PROBLEM TO WORK ON: Could you edit the article on SONA's Night Out by reproducing it starting with "As part of Pendrell’s" and going on through "decisions, he said.", with "administrative office support" replaced by "clerical support"?

TEXT PASSAGE:

------------

Omaha families enjoy SONA’s Night Out event

Every first Thursday of the month at 7 p.m., neighbors from all corners of South Omaha put on their masks at the Salvation Army Kroc Center, 2825 Y St., or turn on their Zoom cameras to join a meeting. The residents come from of upwards of 35 different neighborhood organizations, but collectively they are one force— the South Omaha Neighborhood Alliance, or SONA. 

“Knowing your neighbors brings safety, collaboration, communication and, to me, it brings a sense of empowerment,” said Kimara Snipes, the current president of SONA.

A neighborhood association brings together residents together to share ideas, organize around issues and mobilize to make their neighborhood a better place to live. Alliances extend that network of care, connecting residents from various associations under one umbrella.

In Omaha, over 135 active neighborhood associations organize under the collective of  a neighborhood alliance like SONA.

Each neighborhood association in SONA has at least one representative from their organization present at alliance meetings. SONA has a leadership team made up of members who work together to help create the vision for how the alliance works together as a group.

It’s also a time for state senators, city council persons and other elected officials to come and listen in on community discussion and desires.

“The strength of the neighborhood association is identifying what issues are impacting the community” and taking action on them, said Tim Pendrell, a staff person for Sen. Mike McDonnell who represents the 5th legislative district in the Nebraska legislature. 

As part of Pendrell’s role, he provides SONA with administrative office support by   taking notes in meetings and “doing enough to be helpful” without taking away from grassroots-level leadership  and community-led decisions, he said.

Having politicians come to residents in their communities to hear their needs first hand has been a priority since SONA’s inception, said Don Priester, a longtime SONA leader, a former state senator and a self-proclaimed “SOB” (South Omaha Boy).

Don Priester, founder and 14-year board member of SONA

While there is some collaboration outside of the actual meeting between SONA’s leadership team and the community’s elected officials, Preister said “the public needs to be fully aware of all those discussions, and the leadership team needs to have good communication between all of the groups.”

The true goal is to make elected officials more accessible to their citizens, according to Priester. Over the many years of his involvement, he’s witnessed residents take the chance to “speak truth to power” when elected officials are in the room.

Building SONA in the “Magic City”

In a dual-level glass building located in the heart of the Metropolitan Community College (MCC) South Omaha campus at 27th and Q Streets, the bolded words “SOUTH OMAHA PEOPLE” sit etched in silver on a black plaque. Words below that tell their story:

South Omaha 24th and L streets. Photo by Karlha Rivas

“People journeyed from many lands to this prairie village that grew so rapidly. It was called the Magic City. South Omaha’s stockyards and meat-packing plants were their destination for hope and opportunity… With good paying, unionized jobs, South Omaha’s immigrant communities raised children, developed churches and social clubs.

From 1955 to 1971 the Omaha Stockyards was the world’s largest– it was home to “the Big Four” meat packers of Armour, Swift, Cudahy and Wilson.”

But that thriving workforce didn’t last.

------------

DATA PROVIDED:
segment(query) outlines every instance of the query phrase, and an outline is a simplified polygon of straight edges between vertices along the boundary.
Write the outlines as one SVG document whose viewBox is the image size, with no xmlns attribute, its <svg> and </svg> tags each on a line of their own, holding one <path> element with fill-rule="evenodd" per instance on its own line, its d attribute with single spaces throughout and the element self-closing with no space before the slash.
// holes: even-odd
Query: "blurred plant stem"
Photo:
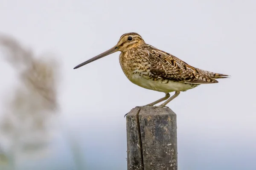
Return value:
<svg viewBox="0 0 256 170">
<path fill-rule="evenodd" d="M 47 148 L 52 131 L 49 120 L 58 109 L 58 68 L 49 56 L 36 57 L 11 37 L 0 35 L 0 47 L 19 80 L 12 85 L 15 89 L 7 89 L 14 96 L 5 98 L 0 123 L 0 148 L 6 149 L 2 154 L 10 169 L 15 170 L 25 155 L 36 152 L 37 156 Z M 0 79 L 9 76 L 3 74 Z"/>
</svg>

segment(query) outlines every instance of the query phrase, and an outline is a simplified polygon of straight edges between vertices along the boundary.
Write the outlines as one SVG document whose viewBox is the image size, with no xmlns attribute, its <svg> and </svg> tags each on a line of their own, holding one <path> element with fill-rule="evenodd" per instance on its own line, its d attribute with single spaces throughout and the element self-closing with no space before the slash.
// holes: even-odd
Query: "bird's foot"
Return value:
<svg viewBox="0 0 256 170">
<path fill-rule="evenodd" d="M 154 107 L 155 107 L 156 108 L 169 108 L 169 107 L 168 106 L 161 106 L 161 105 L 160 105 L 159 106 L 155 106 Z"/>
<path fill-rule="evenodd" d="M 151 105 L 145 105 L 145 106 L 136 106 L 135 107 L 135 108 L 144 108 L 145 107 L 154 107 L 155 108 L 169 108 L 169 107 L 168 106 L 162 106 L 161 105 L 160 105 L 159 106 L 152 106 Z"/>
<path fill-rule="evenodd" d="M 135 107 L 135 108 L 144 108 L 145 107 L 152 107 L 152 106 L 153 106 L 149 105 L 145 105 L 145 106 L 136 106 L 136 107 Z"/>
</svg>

------------

EXERCISE RESPONSE:
As part of Pendrell’s role, he provides SONA with clerical support by   taking notes in meetings and “doing enough to be helpful” without taking away from grassroots-level leadership  and community-led decisions, he said.